> **Exercice court**: Citez mot pour mot le passage de l'extrait sur les préoccupations des Suisses qui va de « Outre la démocratie » à « à l'année dernière. ».

Les préoccupations économiques sont redéfinies

Alors que la Suisse est sortie relativement indemne des crises passées, la situation actuelle semble plus inquiétante. Ce n'est pas vraiment la peur d'une guerre qui prédomine. On s'interroge plutôt sur les conséquences des incertitudes actuelles. Jamais depuis 1995 la part des citoyens qui pensent que leur situation économique sera plus mauvaise dans les douze prochains mois n'a été aussi élevée qu'aujourd'hui (19%). La principale crainte n'est pas celle de perdre son emploi.

Worries of the Swiss FR

Bien au contraire : pour la première fois depuis le début de l'enquête en 1988, le chômage est sorti du top 10 des principales préoccupations. Il s'agit plutôt de savoir si et comment l'approvisionnement du pays et le maintien de notre niveau de vie habituel peuvent être garantis dans les conditions actuelles. Outre la guerre contre l'Ukraine (20%) et la peur de perdre la neutralité (13%), la sécurité de l'approvisionnement (21%) est la troisième préoccupation à entrer dans le top 10 de 2022 sans y avoir figuré auparavant. Le renchérissement/l'inflation (24 %, +16 pp), les questions énergétiques (25%, +11 pp) ou encore le prix de l'essence ou du pétrole (+14%, +8 pp) ont également fait des bonds particulièrement importants cette année. Avec une perte de quatre points de pourcentage (9%, –4 pp), le thème de l'égalité hommes-femmes est l'une des préoccupations ayant perdu le plus de places dans le classement. Compte tenu des grandes incertitudes géopolitiques et économiques, il semble qu'une réorganisation de la liste des préoccupations prioritaires soit en cours: les sujets de société passent au premier plan, tandis que les thèmes post-matérialistes perdent de l'importance.

L'identité sous pression

Outre la démocratie directe, le fédéralisme et le système de milice, la neutralité est un marqueur identitaire et l'un des piliers de la politique suisse. Cependant, la crainte de perdre cette neutralité inquiète principalement les électrices et les électeurs du Centre, du PLR et de l'UDC. Cette préoccupation est moins pressante chez les sympathisantes et les sympathisants des partis de gauche. Interrogés sur les différents facteurs qui menacent l'identité de la Suisse, de nombreux sondés soulignent néanmoins la pression extérieure exercée sous diverses formes. Concrètement, on estime que la dépendance de la Suisse vis-à-vis de l'économie mondiale (71%), l'UE et ses problèmes (67%), l'immigration (60%) ou encore l'ouverture internationale (55%) constituent de plus en plus un danger pour l'identité de la Suisse par rapport à l'année dernière.

> **Données enregistrées**:
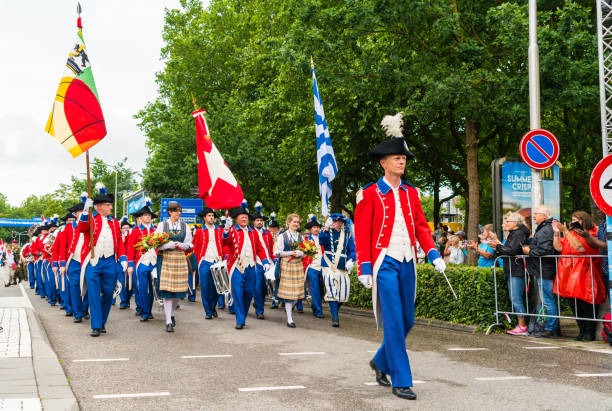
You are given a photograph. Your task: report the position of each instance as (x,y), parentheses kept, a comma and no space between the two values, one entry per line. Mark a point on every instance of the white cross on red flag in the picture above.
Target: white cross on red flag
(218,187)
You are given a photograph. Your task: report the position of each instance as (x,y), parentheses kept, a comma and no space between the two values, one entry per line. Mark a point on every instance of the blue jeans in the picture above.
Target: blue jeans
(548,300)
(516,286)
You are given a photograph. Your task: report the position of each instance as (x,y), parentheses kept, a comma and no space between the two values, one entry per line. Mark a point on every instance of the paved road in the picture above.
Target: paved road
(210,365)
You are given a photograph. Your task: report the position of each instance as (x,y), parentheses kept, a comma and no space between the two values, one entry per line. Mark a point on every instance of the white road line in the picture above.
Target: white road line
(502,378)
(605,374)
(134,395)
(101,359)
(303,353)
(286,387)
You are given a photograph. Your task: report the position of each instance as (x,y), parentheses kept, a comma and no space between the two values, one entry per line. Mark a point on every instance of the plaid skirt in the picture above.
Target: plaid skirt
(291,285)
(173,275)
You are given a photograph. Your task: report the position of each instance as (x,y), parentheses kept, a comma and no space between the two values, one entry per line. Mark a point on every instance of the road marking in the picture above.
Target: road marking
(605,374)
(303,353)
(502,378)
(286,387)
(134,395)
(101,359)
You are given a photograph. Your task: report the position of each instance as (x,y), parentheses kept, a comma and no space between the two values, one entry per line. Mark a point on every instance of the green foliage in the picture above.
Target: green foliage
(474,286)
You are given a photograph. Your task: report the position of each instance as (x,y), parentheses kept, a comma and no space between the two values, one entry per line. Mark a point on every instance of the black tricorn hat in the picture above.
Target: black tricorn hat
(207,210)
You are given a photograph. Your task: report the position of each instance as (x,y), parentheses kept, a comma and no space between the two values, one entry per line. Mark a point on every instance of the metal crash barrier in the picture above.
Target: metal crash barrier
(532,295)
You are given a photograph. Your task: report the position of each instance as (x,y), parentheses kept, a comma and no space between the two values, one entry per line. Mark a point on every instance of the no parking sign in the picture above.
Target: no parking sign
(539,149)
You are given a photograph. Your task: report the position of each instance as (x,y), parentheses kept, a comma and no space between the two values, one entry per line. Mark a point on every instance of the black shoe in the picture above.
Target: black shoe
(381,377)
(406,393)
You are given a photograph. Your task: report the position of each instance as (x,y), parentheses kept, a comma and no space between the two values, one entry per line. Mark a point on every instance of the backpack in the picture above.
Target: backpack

> **Corrigé détaillé**:
Outre la démocratie directe, le fédéralisme et le système de milice, la neutralité est un marqueur identitaire et l'un des piliers de la politique suisse. Cependant, la crainte de perdre cette neutralité inquiète principalement les électrices et les électeurs du Centre, du PLR et de l'UDC. Cette préoccupation est moins pressante chez les sympathisantes et les sympathisants des partis de gauche. Interrogés sur les différents facteurs qui menacent l'identité de la Suisse, de nombreux sondés soulignent néanmoins la pression extérieure exercée sous diverses formes. Concrètement, on estime que la dépendance de la Suisse vis-à-vis de l'économie mondiale (71%), l'UE et ses problèmes (67%), l'immigration (60%) ou encore l'ouverture internationale (55%) constituent de plus en plus un danger pour l'identité de la Suisse par rapport à l'année dernière.